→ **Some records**
>>>

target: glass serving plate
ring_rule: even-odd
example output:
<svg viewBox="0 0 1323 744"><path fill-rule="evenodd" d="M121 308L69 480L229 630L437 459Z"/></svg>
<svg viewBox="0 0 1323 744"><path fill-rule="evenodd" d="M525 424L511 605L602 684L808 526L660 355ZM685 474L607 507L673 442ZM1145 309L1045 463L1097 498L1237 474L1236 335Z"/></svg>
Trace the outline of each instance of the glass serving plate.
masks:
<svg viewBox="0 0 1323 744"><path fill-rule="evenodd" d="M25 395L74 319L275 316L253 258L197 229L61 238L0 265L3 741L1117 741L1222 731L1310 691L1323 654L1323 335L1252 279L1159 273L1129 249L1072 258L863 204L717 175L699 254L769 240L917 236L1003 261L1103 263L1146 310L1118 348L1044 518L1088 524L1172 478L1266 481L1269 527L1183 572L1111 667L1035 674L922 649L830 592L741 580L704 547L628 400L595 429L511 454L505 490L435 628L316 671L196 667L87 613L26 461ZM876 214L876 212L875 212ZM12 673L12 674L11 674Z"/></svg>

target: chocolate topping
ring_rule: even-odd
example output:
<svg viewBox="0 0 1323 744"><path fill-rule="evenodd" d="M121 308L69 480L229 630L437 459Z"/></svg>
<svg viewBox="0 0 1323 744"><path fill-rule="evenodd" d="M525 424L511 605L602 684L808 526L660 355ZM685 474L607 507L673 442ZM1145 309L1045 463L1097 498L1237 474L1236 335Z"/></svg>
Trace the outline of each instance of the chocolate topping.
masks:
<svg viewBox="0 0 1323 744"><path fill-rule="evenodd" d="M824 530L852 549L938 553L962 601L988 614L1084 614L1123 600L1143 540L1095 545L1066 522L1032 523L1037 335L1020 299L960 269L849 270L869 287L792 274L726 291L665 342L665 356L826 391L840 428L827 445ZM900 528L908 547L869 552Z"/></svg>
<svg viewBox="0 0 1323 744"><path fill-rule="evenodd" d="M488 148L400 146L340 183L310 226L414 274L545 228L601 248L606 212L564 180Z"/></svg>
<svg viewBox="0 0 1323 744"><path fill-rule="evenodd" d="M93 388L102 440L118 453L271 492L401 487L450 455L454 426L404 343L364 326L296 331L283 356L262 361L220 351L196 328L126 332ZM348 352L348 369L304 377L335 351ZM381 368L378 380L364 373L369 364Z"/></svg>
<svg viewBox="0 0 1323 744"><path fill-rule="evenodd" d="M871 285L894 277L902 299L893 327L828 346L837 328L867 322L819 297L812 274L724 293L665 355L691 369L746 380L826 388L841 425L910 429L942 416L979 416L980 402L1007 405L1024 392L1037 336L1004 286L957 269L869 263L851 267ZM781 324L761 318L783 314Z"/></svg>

<<<

→ **What needs to be done**
Update the listing above by changing every "instance" to "occurrence" and reproduce it in full, keeping everything else the same.

→ **Response to the task**
target: glass serving plate
ring_rule: even-odd
example output:
<svg viewBox="0 0 1323 744"><path fill-rule="evenodd" d="M121 308L69 480L229 630L437 459Z"/></svg>
<svg viewBox="0 0 1323 744"><path fill-rule="evenodd" d="M525 424L511 605L602 684L808 526L660 355ZM685 474L607 507L673 442ZM1145 309L1045 463L1097 498L1237 474L1236 335Z"/></svg>
Trace the outline of each occurrence of the glass serving plate.
masks:
<svg viewBox="0 0 1323 744"><path fill-rule="evenodd" d="M25 395L74 319L275 316L253 258L197 229L61 238L0 265L3 741L1117 741L1222 731L1310 691L1323 654L1323 335L1252 279L1159 273L1129 249L1072 258L863 204L717 175L699 254L769 240L917 236L1003 261L1103 263L1146 310L1118 348L1044 518L1088 524L1172 478L1266 481L1269 527L1183 572L1111 667L1035 674L922 649L830 592L741 580L704 547L628 400L595 429L511 454L505 490L435 628L316 671L196 667L87 613L26 461ZM876 214L876 212L875 212ZM12 673L12 674L11 674Z"/></svg>

target: chocolate topping
ring_rule: even-odd
example output:
<svg viewBox="0 0 1323 744"><path fill-rule="evenodd" d="M121 308L69 480L229 630L437 459Z"/></svg>
<svg viewBox="0 0 1323 744"><path fill-rule="evenodd" d="M525 424L511 605L602 684L808 526L660 355ZM685 474L607 507L673 442ZM1145 309L1045 463L1097 498L1237 474L1236 335Z"/></svg>
Trace the outline of each occurrence of the chocolate topping.
masks:
<svg viewBox="0 0 1323 744"><path fill-rule="evenodd" d="M824 530L852 549L938 553L962 601L988 614L1084 614L1123 600L1143 540L1095 545L1066 522L1032 523L1037 335L1020 299L960 269L849 270L869 287L792 274L726 291L665 342L665 356L826 391L840 428L827 445ZM900 528L908 547L869 552Z"/></svg>
<svg viewBox="0 0 1323 744"><path fill-rule="evenodd" d="M488 148L400 146L340 183L310 226L414 274L545 228L601 248L606 212L564 180Z"/></svg>
<svg viewBox="0 0 1323 744"><path fill-rule="evenodd" d="M93 388L102 440L118 453L271 492L401 487L450 455L454 426L404 343L364 326L296 331L283 356L262 361L220 351L196 328L126 332ZM348 352L348 369L304 377L335 351ZM381 368L378 380L364 373L369 364Z"/></svg>
<svg viewBox="0 0 1323 744"><path fill-rule="evenodd" d="M871 285L894 277L902 299L893 327L828 346L837 328L867 322L819 297L812 274L724 293L665 355L691 369L746 380L826 388L841 425L910 429L942 416L979 416L980 402L1007 405L1024 392L1037 336L1004 286L957 269L869 263L851 267ZM781 324L761 318L783 314Z"/></svg>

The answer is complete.